TO DO >>
Please transcribe the records precisely; pictures stay out of your copy.

[Named-object pointing records]
::::

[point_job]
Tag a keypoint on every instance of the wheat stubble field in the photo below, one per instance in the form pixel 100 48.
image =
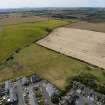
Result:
pixel 85 45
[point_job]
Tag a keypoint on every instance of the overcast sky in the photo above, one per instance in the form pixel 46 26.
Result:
pixel 51 3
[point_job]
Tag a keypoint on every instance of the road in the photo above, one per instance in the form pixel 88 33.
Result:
pixel 33 100
pixel 46 96
pixel 20 93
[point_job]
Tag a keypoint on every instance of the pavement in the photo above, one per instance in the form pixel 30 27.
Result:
pixel 46 96
pixel 20 93
pixel 32 97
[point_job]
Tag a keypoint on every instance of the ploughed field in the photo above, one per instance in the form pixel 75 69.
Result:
pixel 85 45
pixel 98 27
pixel 26 57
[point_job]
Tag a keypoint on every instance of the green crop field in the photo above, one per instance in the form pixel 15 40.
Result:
pixel 17 36
pixel 32 58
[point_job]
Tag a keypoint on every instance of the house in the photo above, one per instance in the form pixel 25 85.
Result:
pixel 25 81
pixel 13 96
pixel 7 85
pixel 51 89
pixel 35 78
pixel 32 97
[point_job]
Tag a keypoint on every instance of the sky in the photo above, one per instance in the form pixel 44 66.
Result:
pixel 51 3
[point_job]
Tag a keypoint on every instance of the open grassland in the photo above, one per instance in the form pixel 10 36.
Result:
pixel 32 58
pixel 50 65
pixel 17 36
pixel 98 27
pixel 85 45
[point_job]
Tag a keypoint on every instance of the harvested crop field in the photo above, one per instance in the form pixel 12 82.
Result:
pixel 98 27
pixel 85 45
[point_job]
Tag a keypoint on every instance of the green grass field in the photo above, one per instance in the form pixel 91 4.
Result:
pixel 50 65
pixel 33 58
pixel 20 35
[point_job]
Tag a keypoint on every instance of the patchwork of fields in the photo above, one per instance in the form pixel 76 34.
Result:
pixel 85 45
pixel 24 56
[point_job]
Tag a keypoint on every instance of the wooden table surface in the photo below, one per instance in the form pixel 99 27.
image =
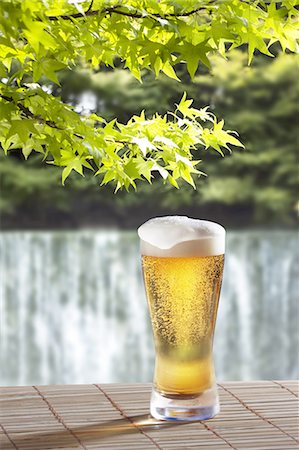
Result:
pixel 258 415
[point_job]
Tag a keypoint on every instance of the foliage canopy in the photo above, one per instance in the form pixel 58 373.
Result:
pixel 40 38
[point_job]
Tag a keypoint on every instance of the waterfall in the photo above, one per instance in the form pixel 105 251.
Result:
pixel 73 308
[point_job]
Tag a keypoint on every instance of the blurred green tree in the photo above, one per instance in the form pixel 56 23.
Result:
pixel 256 186
pixel 40 38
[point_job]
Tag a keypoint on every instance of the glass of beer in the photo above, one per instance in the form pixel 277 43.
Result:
pixel 182 262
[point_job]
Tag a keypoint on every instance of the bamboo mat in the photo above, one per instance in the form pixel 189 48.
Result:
pixel 254 415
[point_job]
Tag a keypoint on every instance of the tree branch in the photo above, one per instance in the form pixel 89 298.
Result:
pixel 115 10
pixel 27 113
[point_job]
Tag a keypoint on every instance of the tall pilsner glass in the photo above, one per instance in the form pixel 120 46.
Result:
pixel 182 261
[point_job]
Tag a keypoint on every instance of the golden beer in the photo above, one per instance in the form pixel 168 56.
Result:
pixel 183 298
pixel 182 262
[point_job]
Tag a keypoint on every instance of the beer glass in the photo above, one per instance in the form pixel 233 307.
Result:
pixel 182 262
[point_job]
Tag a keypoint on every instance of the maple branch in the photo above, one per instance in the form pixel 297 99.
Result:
pixel 27 113
pixel 114 10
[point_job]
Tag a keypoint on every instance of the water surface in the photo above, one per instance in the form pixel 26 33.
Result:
pixel 73 308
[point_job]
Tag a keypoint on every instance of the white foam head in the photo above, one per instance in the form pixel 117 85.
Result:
pixel 181 236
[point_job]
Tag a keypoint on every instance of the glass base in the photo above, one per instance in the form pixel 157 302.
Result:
pixel 185 407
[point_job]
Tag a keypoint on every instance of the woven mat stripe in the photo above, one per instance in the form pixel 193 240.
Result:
pixel 123 414
pixel 59 418
pixel 259 415
pixel 217 434
pixel 8 437
pixel 119 409
pixel 285 387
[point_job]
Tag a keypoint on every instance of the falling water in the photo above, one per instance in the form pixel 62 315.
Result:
pixel 73 308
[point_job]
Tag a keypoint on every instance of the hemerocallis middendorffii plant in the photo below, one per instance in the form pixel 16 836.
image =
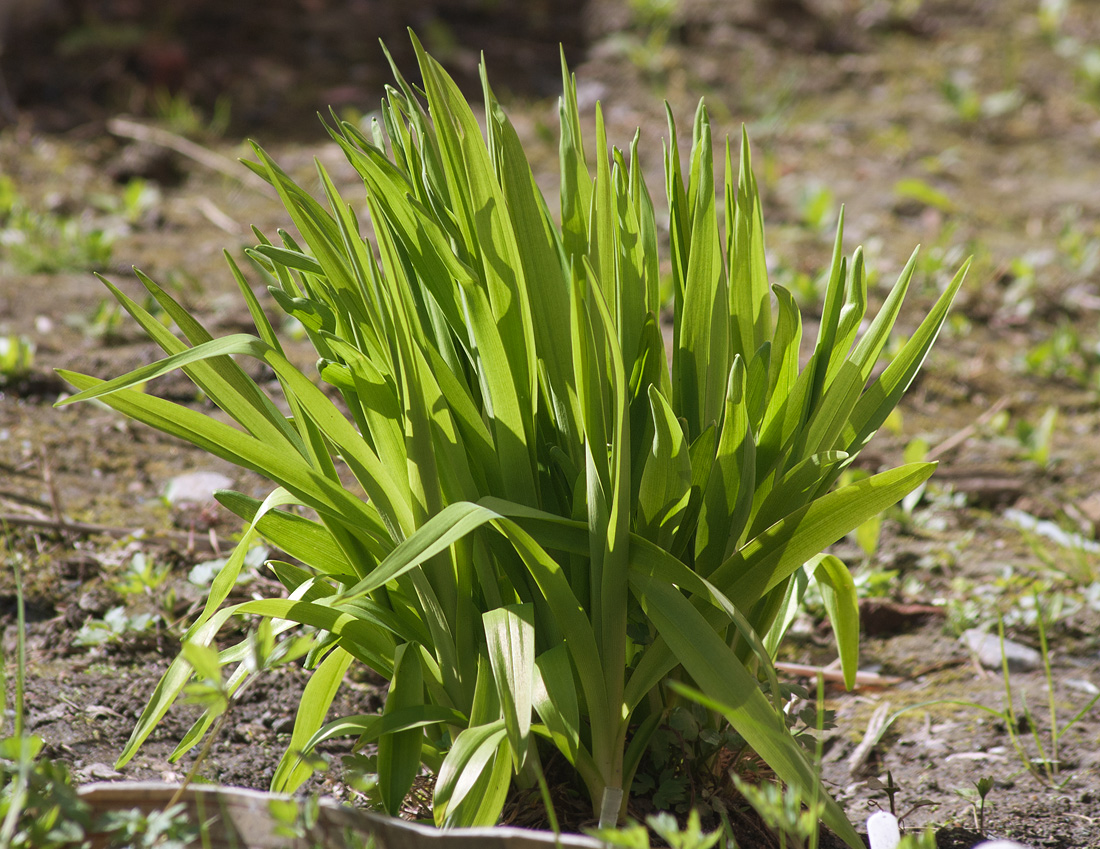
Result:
pixel 559 528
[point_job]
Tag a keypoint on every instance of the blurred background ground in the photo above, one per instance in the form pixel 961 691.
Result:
pixel 970 128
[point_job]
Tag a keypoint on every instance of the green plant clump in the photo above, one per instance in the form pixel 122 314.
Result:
pixel 559 520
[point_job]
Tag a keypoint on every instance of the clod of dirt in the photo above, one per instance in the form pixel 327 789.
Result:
pixel 992 653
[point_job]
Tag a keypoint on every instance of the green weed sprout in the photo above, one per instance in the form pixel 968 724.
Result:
pixel 558 518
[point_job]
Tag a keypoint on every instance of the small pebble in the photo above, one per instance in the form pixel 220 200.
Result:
pixel 988 648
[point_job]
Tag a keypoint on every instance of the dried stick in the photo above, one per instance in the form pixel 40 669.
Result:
pixel 961 436
pixel 84 529
pixel 202 155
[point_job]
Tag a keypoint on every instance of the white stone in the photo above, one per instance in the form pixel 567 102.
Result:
pixel 195 488
pixel 882 830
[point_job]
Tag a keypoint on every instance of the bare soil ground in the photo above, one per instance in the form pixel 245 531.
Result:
pixel 970 128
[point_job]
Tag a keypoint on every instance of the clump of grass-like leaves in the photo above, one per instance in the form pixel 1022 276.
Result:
pixel 559 521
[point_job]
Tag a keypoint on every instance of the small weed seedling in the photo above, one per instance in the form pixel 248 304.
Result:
pixel 977 796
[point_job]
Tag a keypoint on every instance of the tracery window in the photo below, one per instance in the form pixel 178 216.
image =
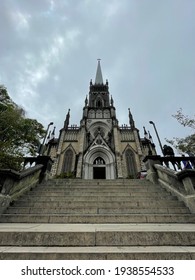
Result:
pixel 99 161
pixel 68 158
pixel 131 166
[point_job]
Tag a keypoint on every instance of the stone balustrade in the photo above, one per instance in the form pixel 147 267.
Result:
pixel 13 184
pixel 180 183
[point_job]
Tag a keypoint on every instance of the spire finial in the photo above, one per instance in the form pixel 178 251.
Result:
pixel 131 121
pixel 99 79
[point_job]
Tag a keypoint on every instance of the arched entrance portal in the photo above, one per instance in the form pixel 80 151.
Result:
pixel 99 168
pixel 99 163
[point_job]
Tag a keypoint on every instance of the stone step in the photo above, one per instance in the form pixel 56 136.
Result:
pixel 98 253
pixel 95 210
pixel 102 198
pixel 96 190
pixel 142 203
pixel 98 218
pixel 97 195
pixel 106 182
pixel 97 235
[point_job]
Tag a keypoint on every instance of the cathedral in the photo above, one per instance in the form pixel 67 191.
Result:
pixel 99 148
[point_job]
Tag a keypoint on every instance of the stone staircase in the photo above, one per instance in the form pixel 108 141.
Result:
pixel 97 219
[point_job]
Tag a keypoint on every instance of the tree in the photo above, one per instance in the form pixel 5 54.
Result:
pixel 19 135
pixel 186 144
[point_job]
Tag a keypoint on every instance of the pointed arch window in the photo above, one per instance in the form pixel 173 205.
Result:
pixel 131 165
pixel 99 161
pixel 68 159
pixel 99 103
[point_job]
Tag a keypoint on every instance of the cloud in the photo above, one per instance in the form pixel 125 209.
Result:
pixel 49 49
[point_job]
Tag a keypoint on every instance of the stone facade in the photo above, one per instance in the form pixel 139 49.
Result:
pixel 99 147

::::

RIGHT ANSWER >>
[point_job]
Tag a keypoint on every instance of the wheat stubble field in the photo below, one per instance in the form pixel 100 48.
image =
Result:
pixel 85 45
[point_job]
Tag a keypoint on every instance of the overcast sky in the photo above, one per instance in the form pixel 46 26.
Result:
pixel 51 3
[point_job]
Tag a keypoint on every instance of the road in the photo above, one per instance in the form pixel 88 33.
Result:
pixel 33 100
pixel 46 96
pixel 20 93
[point_job]
Tag a keypoint on every instance of the pavement in the photo above, one per instance in the form pixel 30 27.
Result:
pixel 46 96
pixel 20 93
pixel 32 97
[point_job]
Tag a keypoint on every instance of the ploughed field in the photo above, one per instance in the form pixel 75 69.
Result:
pixel 85 45
pixel 98 27
pixel 26 57
[point_job]
Tag a keypoint on every instance of the green crop field in the photo above, one per instance in the form pixel 15 40.
Result:
pixel 17 36
pixel 32 58
[point_job]
Tag a keypoint on every instance of the house in the photo above, one per instance in the form pixel 25 85.
Result:
pixel 25 81
pixel 13 96
pixel 7 85
pixel 51 89
pixel 35 78
pixel 32 97
[point_job]
Tag a keypoint on every instance of the sky in the photo above, one per instance in the form pixel 44 66.
Result:
pixel 51 3
[point_job]
Tag a keypoint on every instance of the open grassland in the photo above, one per instance in the form pixel 10 36.
Result:
pixel 32 58
pixel 50 65
pixel 17 36
pixel 98 27
pixel 85 45
[point_job]
Tag a keypoint on every instance of the harvested crop field in the photo above, one per instance in the form pixel 12 82.
Result:
pixel 98 27
pixel 85 45
[point_job]
Tag a keypoint on every instance of the green grass field in the photo above, one per instance in the form pixel 91 4.
Result:
pixel 50 65
pixel 33 58
pixel 20 35
[point_job]
Tag a keypoint on every instance of the patchwork of fields in the photo above, one per instance in the form pixel 76 34.
Result:
pixel 85 45
pixel 24 56
[point_job]
Tag a keypoint on every instance of the wooden table surface in the photo below, one per instance in the form pixel 99 27.
image =
Result:
pixel 258 415
[point_job]
Tag a keypoint on every instance of the foliage canopy in the photo above, one per instance in the form pixel 58 373.
Result:
pixel 40 38
[point_job]
Tag a keypoint on every instance of the waterfall in the photo above, one per instance in the form pixel 105 251.
Result:
pixel 73 308
[point_job]
Tag a keypoint on every instance of the blurred green tree in the photo above, one per instance in the form pixel 56 23.
Result:
pixel 256 186
pixel 40 38
[point_job]
Tag a keypoint on every instance of the glass of beer in the photo above, one per instance in the form pixel 277 43.
Result:
pixel 182 262
[point_job]
Tag a keypoint on every instance of the bamboo mat in the photo above, one per instance in the form pixel 189 48.
Result:
pixel 254 415
[point_job]
Tag a keypoint on every instance of the tree branch in the photo above, one per instance in the form pixel 89 298.
Result:
pixel 115 10
pixel 27 113
[point_job]
Tag a keypoint on every instance of the tall pilsner glass in the photo above, one per instance in the form pixel 120 46.
Result:
pixel 182 261
[point_job]
Tag a keypoint on every instance of the golden beer in the photo above, one per instance in the form pixel 168 56.
Result:
pixel 183 298
pixel 182 262
[point_job]
Tag a keypoint on every instance of the beer glass in the photo above, one per instance in the form pixel 233 307.
Result:
pixel 182 262
[point_job]
Tag a keypoint on every instance of the maple branch in the photo above, one per instance in the form pixel 297 99.
Result:
pixel 27 113
pixel 114 10
[point_job]
Tag a keypoint on every instance of the water surface in the photo above, one per instance in the form pixel 26 33.
Result:
pixel 73 308
[point_job]
Tag a keypoint on every instance of the white foam head in the photo above, one per instance in the form pixel 117 85.
Result:
pixel 181 236
[point_job]
Tag a keypoint on every instance of the glass base in the photo above, one per instance in the form pixel 157 302.
Result:
pixel 185 407
[point_job]
Tag a keypoint on every instance of the woven mat stripe in the photo above, one per instance in the form pixel 193 240.
Result:
pixel 123 414
pixel 59 418
pixel 259 415
pixel 217 434
pixel 8 437
pixel 119 409
pixel 285 387
[point_job]
Tag a keypoint on every instance of the falling water in the photo above, one per instance in the form pixel 62 315.
Result:
pixel 73 308
[point_job]
Tag a keypoint on every instance of the hemerocallis middendorffii plant in the photo below, one per instance in the form pixel 16 836.
image =
Result:
pixel 559 528
[point_job]
Tag a keypoint on every instance of the blurred background ground in the photo above, one per instance in the form pixel 961 691.
Result:
pixel 970 128
[point_job]
Tag a keypoint on every instance of the green plant clump in the photo above, one per instance in the form pixel 122 314.
Result:
pixel 559 520
[point_job]
Tag a keypoint on every instance of the clod of dirt in the photo above, one per instance in the form pixel 327 789.
Result:
pixel 992 653
[point_job]
Tag a keypoint on every instance of the green weed sprout in the photo above, one per instance in the form pixel 968 724.
Result:
pixel 558 518
[point_job]
Tag a keypoint on every instance of the small pebble in the photo above, one per instance in the form pixel 220 200.
Result:
pixel 988 648
[point_job]
Tag a keypoint on every instance of the dried stick in the photo above, one per instance in the form pixel 40 669.
Result:
pixel 961 436
pixel 84 529
pixel 202 155
[point_job]
Tag a keypoint on every instance of the white stone in the photo above, one per instance in the form pixel 567 102.
Result:
pixel 195 488
pixel 882 830
[point_job]
Tag a keypoint on every instance of the bare soil ground in the photo above, one per instance in the form pixel 245 531.
Result:
pixel 970 128
[point_job]
Tag a keypoint on every instance of the clump of grass-like leaves in the photo above, one per instance in the form pixel 1022 276.
Result:
pixel 559 521
[point_job]
Tag a keypoint on every instance of the small weed seedling in the photo above, one per instance in the form pixel 248 304.
Result:
pixel 977 796
[point_job]
Tag a keypoint on every instance of the tracery window in the photo below, one per instance in the form pixel 178 216.
image =
Result:
pixel 99 161
pixel 68 158
pixel 131 166
[point_job]
Tag a keypoint on every instance of the stone balustrade in the photo above, one per instance in the form pixel 147 267.
Result:
pixel 13 184
pixel 180 183
[point_job]
Tag a keypoint on every instance of the spire finial in the photo above, one per instance in the form pixel 178 251.
Result:
pixel 131 121
pixel 99 79
[point_job]
Tag a keypoint on every instance of the arched entrance portal in the photo above, one per instance in the form pixel 80 151.
Result:
pixel 99 168
pixel 99 163
[point_job]
Tag a keypoint on every instance of the stone step in the photo above, one per instance in the form pixel 56 136.
Result:
pixel 98 253
pixel 95 210
pixel 102 198
pixel 96 190
pixel 142 203
pixel 98 218
pixel 97 195
pixel 106 182
pixel 97 235
[point_job]
Tag a keypoint on every instance of the cathedral in the photo above, one per instance in the form pixel 67 191.
Result:
pixel 99 148
[point_job]
Tag a keypoint on every instance of the stone staircase in the photo above, one per instance in the form pixel 108 141.
Result:
pixel 97 219
[point_job]
Tag a keypoint on every instance of the tree in the photo above, one per instance in the form pixel 5 54.
Result:
pixel 19 135
pixel 186 144
[point_job]
Tag a keypoint on every instance of the pointed arch window in the photo above, one per instance in the form pixel 173 205.
Result:
pixel 131 165
pixel 99 161
pixel 68 159
pixel 99 103
[point_job]
Tag a keypoint on every instance of the cloud in the photo above, one per instance in the form pixel 125 209.
Result:
pixel 49 49
[point_job]
Tag a keypoint on every instance of the stone facade in the photo above, one per instance in the form pixel 139 49.
Result:
pixel 99 147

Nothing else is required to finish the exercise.